Work to be completed:
Return all lines from the listing below in which "over" appears.

+++

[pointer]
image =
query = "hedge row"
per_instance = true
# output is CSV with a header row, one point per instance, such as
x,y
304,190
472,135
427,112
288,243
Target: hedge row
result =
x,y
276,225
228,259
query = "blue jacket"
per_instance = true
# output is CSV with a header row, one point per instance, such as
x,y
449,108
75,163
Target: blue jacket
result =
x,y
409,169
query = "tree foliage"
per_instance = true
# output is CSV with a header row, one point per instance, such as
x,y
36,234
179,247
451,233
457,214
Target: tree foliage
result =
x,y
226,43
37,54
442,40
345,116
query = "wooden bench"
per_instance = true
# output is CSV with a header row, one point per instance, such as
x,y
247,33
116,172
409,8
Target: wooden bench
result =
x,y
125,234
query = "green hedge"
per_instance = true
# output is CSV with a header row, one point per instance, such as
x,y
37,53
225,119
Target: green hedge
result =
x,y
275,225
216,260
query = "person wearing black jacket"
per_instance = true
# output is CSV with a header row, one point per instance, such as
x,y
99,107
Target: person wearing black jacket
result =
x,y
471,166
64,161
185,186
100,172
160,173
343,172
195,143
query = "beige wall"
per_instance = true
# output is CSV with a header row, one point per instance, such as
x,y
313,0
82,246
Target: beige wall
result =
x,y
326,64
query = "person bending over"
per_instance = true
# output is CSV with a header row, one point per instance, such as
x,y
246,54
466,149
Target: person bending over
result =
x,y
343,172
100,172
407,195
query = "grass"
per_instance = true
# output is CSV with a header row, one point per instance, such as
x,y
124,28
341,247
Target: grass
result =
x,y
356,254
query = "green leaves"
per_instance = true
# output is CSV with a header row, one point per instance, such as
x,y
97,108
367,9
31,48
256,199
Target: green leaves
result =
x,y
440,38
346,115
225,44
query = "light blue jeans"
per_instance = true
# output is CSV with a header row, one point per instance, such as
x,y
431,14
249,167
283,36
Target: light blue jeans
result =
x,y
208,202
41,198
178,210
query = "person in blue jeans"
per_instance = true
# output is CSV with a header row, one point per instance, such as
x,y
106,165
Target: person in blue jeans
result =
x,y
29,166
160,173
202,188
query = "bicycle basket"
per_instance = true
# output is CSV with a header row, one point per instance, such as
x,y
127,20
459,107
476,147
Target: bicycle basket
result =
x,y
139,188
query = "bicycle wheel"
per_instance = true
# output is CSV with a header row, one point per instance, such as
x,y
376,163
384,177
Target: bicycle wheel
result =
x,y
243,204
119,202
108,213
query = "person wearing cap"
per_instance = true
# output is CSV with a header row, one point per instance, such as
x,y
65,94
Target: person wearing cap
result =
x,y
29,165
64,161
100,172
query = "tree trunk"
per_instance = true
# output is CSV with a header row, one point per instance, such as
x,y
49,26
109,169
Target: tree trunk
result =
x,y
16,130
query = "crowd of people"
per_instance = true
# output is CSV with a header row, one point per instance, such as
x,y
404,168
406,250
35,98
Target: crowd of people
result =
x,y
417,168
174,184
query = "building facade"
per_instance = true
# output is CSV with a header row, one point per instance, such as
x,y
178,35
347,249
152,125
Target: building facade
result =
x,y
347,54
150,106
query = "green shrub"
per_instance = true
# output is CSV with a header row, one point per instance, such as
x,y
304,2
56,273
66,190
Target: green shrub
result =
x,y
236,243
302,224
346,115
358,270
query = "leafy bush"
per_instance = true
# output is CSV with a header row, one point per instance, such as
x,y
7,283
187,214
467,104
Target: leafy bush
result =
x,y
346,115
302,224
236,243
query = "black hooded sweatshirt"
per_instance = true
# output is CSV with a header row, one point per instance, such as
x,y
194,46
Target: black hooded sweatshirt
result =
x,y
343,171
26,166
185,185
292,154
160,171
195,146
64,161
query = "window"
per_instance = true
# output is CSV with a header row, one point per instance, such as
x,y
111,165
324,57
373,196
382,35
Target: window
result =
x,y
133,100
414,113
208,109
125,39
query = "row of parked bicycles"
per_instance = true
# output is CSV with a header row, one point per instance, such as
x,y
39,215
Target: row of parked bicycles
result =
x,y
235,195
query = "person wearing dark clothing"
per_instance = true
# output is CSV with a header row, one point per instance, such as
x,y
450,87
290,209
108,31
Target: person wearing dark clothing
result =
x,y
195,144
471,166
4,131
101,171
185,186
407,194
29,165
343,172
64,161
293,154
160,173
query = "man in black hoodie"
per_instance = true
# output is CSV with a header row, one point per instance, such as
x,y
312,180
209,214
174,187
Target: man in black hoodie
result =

+++

Reply:
query = "person bending over"
Target: person bending over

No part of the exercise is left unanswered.